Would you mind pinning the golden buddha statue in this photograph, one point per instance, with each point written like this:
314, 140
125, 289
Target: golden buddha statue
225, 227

──────

THE PROBLEM: Return the material in its entirety, word for word.

ANSWER FOR THE TASK:
Would you mind pinning the golden buddha statue in this photograph, one point per instance, with each point written like this:
314, 140
125, 289
Target: golden buddha statue
225, 227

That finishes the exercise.